[Records supplied — start]
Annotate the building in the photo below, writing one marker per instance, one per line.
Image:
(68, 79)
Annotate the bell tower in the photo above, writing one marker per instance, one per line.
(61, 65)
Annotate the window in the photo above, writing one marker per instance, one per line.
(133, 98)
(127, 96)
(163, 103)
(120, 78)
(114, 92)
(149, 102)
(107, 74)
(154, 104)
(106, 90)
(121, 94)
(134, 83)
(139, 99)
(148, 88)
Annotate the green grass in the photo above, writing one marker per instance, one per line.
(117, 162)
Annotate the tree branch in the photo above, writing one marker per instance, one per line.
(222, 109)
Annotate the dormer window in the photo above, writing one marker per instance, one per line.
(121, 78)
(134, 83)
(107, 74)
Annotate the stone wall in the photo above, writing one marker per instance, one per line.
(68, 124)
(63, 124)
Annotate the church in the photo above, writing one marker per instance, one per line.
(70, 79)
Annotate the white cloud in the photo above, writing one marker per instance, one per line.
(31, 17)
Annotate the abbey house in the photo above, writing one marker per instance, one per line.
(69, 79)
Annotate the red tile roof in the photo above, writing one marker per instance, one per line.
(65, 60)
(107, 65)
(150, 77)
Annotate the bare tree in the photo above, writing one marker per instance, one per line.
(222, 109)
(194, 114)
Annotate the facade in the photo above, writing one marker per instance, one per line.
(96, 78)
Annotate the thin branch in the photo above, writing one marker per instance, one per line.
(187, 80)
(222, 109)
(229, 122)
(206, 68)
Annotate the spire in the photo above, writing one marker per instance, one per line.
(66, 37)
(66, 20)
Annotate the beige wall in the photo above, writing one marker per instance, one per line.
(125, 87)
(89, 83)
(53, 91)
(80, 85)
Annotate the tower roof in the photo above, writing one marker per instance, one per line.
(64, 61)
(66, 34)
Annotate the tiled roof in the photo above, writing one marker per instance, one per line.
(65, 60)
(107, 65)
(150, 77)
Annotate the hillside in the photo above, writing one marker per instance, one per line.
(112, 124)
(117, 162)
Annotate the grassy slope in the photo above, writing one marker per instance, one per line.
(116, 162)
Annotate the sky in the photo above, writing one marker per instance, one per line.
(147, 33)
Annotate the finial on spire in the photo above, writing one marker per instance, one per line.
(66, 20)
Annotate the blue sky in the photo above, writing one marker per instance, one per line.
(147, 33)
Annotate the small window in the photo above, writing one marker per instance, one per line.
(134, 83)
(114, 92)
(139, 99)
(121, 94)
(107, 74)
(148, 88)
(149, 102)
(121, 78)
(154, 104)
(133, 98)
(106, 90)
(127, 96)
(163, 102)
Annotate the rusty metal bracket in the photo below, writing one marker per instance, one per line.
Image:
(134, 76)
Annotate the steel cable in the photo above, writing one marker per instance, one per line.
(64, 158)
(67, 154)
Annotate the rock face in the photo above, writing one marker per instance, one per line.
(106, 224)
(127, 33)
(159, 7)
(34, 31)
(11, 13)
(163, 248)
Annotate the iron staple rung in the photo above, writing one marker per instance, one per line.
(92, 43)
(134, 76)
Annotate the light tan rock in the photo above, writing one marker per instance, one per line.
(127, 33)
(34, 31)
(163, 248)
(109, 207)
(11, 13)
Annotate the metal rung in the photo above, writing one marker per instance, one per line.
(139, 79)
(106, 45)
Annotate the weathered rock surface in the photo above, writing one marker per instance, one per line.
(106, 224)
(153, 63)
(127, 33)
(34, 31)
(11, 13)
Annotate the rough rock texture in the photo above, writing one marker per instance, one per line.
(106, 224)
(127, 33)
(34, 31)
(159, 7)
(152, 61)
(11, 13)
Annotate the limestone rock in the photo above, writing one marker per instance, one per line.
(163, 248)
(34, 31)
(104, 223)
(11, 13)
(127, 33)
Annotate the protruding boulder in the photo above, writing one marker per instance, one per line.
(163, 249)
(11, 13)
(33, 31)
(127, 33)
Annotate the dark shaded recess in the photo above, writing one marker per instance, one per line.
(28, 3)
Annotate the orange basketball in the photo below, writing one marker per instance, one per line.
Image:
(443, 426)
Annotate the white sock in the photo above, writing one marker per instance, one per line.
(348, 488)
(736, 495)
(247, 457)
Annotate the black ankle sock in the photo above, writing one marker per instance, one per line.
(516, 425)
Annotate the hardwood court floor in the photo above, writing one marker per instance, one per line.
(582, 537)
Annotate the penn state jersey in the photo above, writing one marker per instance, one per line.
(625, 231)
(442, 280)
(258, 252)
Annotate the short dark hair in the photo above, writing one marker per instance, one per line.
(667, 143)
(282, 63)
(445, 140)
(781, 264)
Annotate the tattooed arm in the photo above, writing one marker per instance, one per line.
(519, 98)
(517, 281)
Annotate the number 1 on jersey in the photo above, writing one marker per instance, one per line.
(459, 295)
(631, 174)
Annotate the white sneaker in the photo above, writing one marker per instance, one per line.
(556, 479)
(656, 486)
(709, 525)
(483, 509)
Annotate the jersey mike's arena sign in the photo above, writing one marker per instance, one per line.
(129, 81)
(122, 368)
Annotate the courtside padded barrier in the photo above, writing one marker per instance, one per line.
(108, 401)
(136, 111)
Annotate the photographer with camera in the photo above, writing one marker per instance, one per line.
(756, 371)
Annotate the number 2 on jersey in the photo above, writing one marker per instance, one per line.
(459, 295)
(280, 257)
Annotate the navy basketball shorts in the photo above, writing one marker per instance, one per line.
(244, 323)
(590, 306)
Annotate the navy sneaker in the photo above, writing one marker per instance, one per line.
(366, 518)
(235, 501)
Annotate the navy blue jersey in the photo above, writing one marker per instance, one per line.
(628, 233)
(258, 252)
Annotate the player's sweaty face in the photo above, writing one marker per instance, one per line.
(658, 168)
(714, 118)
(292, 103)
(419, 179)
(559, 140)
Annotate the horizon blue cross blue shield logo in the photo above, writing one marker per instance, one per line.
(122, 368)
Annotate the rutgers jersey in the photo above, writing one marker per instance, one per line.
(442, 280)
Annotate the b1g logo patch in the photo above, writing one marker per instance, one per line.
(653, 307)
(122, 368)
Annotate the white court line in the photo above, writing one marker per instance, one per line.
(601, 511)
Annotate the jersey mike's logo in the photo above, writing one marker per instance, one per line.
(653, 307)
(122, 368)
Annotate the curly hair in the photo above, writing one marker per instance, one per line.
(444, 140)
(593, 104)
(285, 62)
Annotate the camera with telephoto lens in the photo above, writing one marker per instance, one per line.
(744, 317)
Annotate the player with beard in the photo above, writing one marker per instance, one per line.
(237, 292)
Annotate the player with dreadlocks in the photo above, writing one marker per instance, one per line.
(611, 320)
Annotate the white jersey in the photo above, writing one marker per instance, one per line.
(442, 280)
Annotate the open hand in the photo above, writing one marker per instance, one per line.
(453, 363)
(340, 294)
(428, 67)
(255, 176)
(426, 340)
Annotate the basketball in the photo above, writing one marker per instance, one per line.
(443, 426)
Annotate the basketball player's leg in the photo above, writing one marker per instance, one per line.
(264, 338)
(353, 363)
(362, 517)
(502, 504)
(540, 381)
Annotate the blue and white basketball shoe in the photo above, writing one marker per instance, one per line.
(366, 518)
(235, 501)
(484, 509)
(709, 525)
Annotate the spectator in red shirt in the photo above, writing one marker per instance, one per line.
[Records supplied — finish]
Return every line in the listing that contains the word "below".

▶ **The answer**
Annotate the building in the photo below, writing one marker per instance, one per line.
Annotate the rusty metal bracket in the photo below, writing one marker per instance, one per line.
Annotate the orange basketball in the photo below, writing one marker per instance, one per line.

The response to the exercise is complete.